Copy all the entries below word for word, leaving out the pictures.

§ **Provided entries**
* * * * *
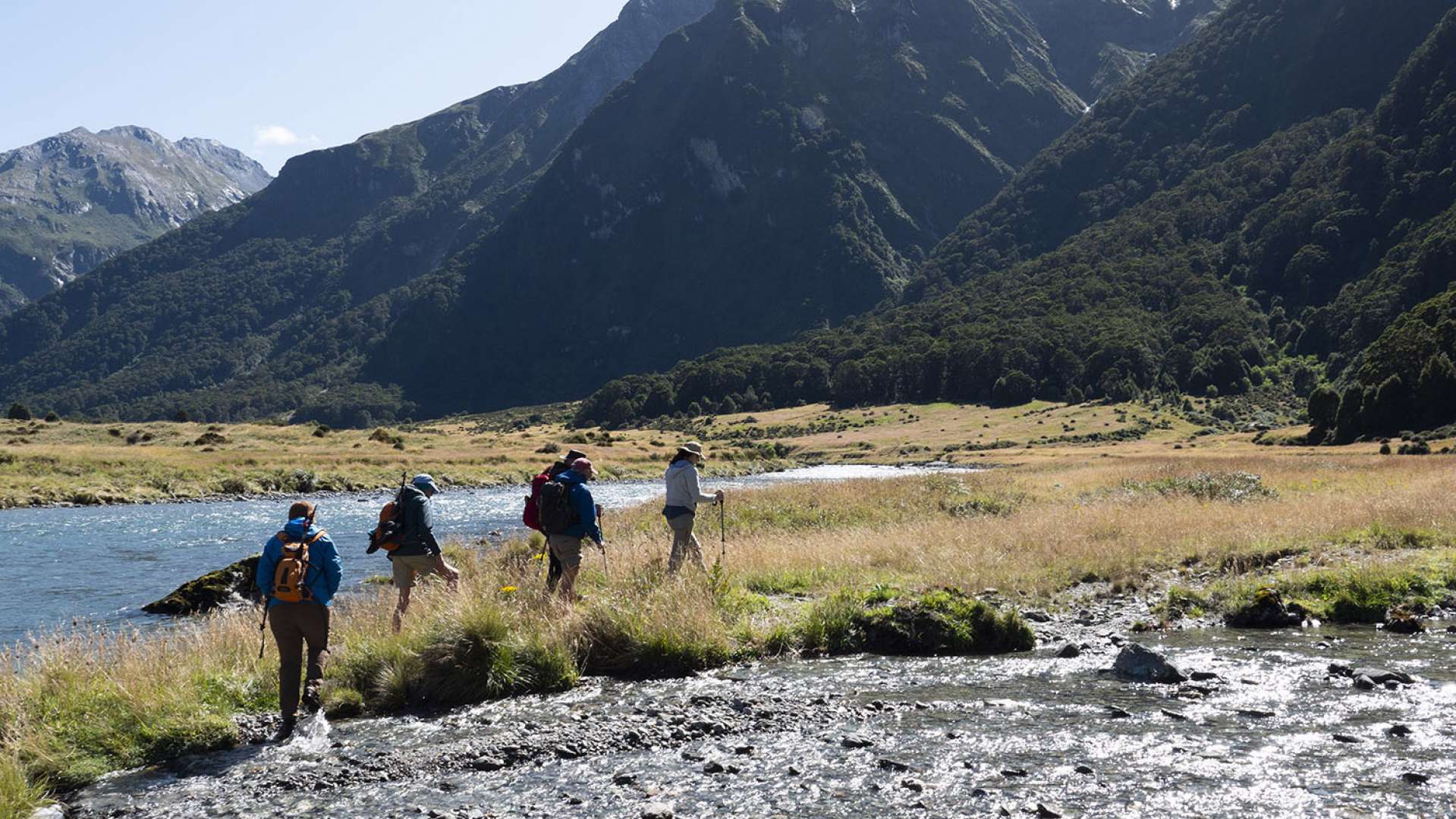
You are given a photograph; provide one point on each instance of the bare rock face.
(74, 199)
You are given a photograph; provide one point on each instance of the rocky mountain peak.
(71, 201)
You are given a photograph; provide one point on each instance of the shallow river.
(964, 736)
(104, 563)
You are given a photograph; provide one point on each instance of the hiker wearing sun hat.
(530, 516)
(568, 516)
(418, 553)
(683, 497)
(299, 573)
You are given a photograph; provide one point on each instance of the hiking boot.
(312, 697)
(286, 730)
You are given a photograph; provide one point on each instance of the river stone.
(1378, 676)
(215, 589)
(1139, 664)
(1401, 623)
(1267, 611)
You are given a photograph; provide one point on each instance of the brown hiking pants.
(294, 624)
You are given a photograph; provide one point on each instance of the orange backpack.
(291, 575)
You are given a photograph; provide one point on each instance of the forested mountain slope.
(778, 168)
(773, 168)
(74, 199)
(1312, 240)
(1261, 67)
(212, 318)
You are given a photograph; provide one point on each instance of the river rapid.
(1025, 735)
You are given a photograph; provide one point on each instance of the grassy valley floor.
(1165, 522)
(57, 463)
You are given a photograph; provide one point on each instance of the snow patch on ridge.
(722, 177)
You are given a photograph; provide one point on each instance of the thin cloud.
(278, 136)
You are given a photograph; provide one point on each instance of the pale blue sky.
(269, 77)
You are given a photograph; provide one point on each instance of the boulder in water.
(1401, 622)
(215, 589)
(1267, 611)
(1140, 664)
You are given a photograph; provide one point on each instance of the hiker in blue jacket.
(567, 546)
(305, 622)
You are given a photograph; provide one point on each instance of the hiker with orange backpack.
(530, 516)
(299, 575)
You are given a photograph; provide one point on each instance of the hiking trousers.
(294, 624)
(684, 543)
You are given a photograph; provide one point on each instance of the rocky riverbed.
(1259, 723)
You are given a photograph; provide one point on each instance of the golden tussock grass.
(73, 706)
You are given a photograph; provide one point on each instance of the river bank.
(1056, 538)
(88, 464)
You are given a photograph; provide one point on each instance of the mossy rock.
(210, 591)
(942, 623)
(1267, 611)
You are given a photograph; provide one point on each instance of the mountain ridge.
(77, 198)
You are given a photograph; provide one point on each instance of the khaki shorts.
(411, 566)
(567, 549)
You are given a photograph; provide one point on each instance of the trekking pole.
(263, 632)
(603, 546)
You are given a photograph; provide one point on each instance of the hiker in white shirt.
(683, 497)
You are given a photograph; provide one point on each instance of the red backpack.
(532, 514)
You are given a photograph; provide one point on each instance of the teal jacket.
(325, 568)
(586, 507)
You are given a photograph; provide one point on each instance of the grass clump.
(1351, 594)
(935, 623)
(17, 795)
(1231, 486)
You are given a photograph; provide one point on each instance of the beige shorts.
(567, 549)
(411, 566)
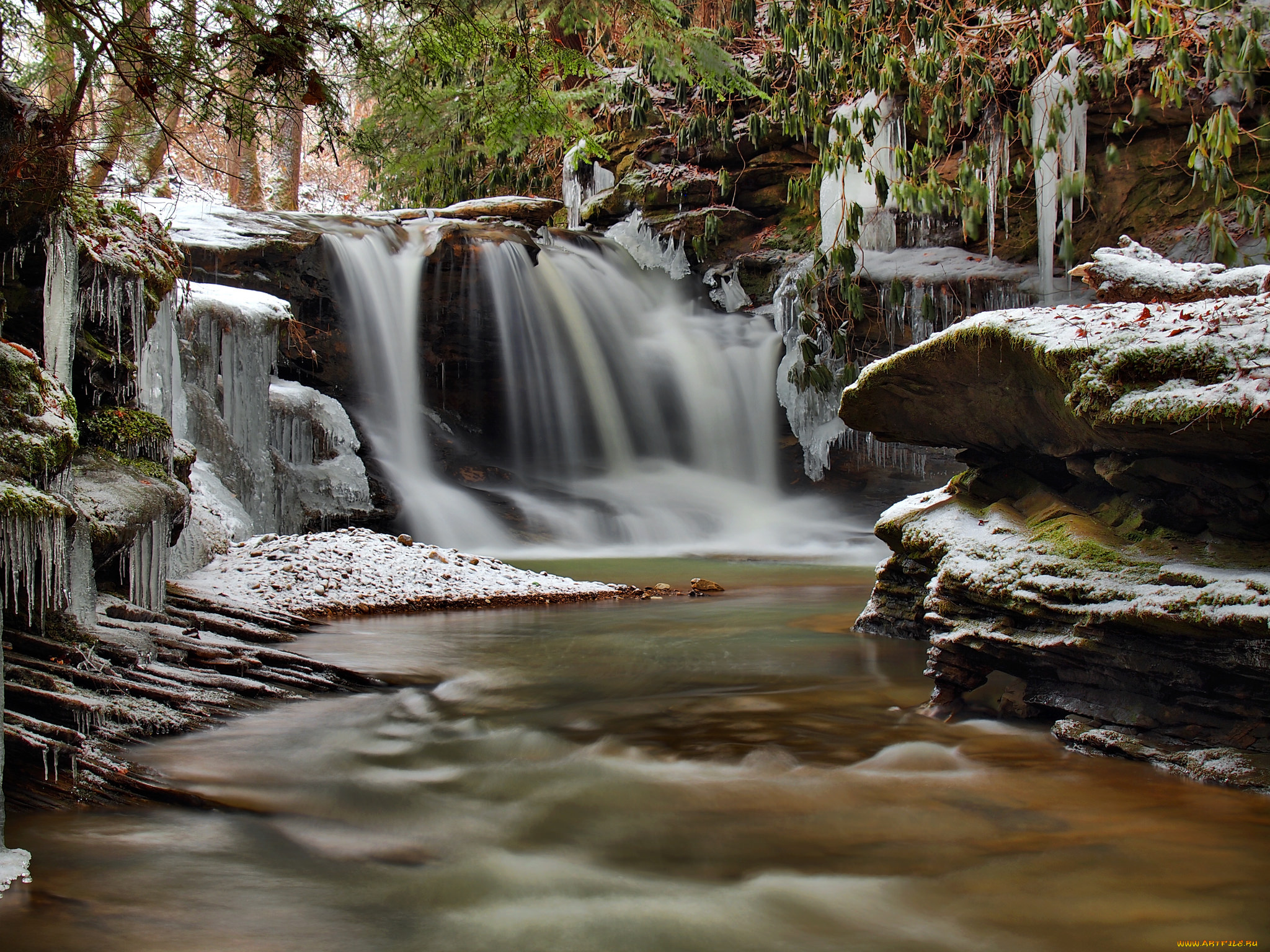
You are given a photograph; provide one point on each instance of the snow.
(996, 552)
(1232, 332)
(318, 469)
(1134, 271)
(649, 250)
(931, 265)
(357, 570)
(840, 190)
(14, 866)
(577, 188)
(234, 337)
* * * * *
§ **Output**
You are given a photograph; provide one point on each instance of the bare rock face.
(74, 199)
You are given a photograph; provide one point on each instance of the rocky mountain peak.
(71, 201)
You are given a photograph; provide one point on each instance of the shallow river.
(964, 736)
(104, 563)
You are given a photograph; provide one point on each instance of the hiker wearing sun hat.
(530, 516)
(568, 516)
(418, 553)
(683, 497)
(299, 573)
You are given a photograph; provide one point on each instance of the hiking boot.
(312, 697)
(286, 730)
You are given a photograph; provide one point on each instance of the river stone.
(1378, 676)
(215, 589)
(1139, 664)
(1401, 623)
(1267, 611)
You are given a photograph; provide one point on each instance of the brown hiking pants.
(294, 624)
You are given a photograph; provide one point on each instance of the orange backpack.
(291, 575)
You are given a photograph; provide one point on each instance of the forested mountain slope.
(778, 168)
(773, 168)
(74, 199)
(1312, 240)
(1261, 67)
(212, 318)
You are given a photograph; provide one point on each instance of the river rapid.
(1025, 735)
You are given a photograph; provide one point on each instance of the grassy valley floor.
(1165, 522)
(57, 463)
You are given a photograph; provide one point on each instance of the snow patch on ridge.
(722, 177)
You are given a photograph; provide one point on each instance of the thin cloud.
(278, 136)
You are given a photograph; provide one point on each instance of the pale blue sky.
(269, 77)
You are given a photograph; provide one point on each instance of the boulder in water.
(1401, 622)
(215, 589)
(1267, 611)
(1140, 664)
You are given a photograph; provide one point on each instance of the hiker in blue jacket.
(567, 546)
(305, 622)
You are given a photograph; provide one point on each instance of the hiker with orange backpack.
(530, 516)
(299, 575)
You are given a photograph; provide one point on each instance of the hiking trousers.
(294, 624)
(684, 543)
You are given a photograph; provide one point on each instance of the rocky riverbed.
(1259, 723)
You are given a photograph; provide one point on each instance of the golden tussock grass.
(73, 706)
You are given a photograph; provide one point on each instance of the river bank.
(1056, 538)
(88, 464)
You are given a photograph; provide one point on each instance of the mossy rock.
(210, 591)
(942, 623)
(1267, 611)
You are given a photograph; provide one point on each instance of the mountain ridge.
(77, 198)
You are given a photograph; provide one point on each instance of the khaki shorts.
(411, 566)
(567, 549)
You are given a photograph; provide one point on each instance of the trekking pole.
(263, 632)
(603, 546)
You are given a photograph; provide one point on each instance of the hiker in white shirt.
(683, 497)
You are given a photograph; provide one point on each instance of the red backpack.
(532, 514)
You are given a photograph; provide one point on each instance of the teal jacket.
(325, 568)
(586, 507)
You are given a photograph; provide one point on each instance of the grass clump.
(1351, 594)
(935, 623)
(17, 795)
(1231, 486)
You are given a photograph; provide one point on each instance of the beige shorts.
(567, 549)
(411, 566)
You are given a photograph; provide one point on each instance of the snow.
(996, 552)
(1232, 332)
(318, 469)
(1134, 271)
(649, 250)
(931, 265)
(357, 570)
(840, 190)
(14, 866)
(577, 188)
(234, 337)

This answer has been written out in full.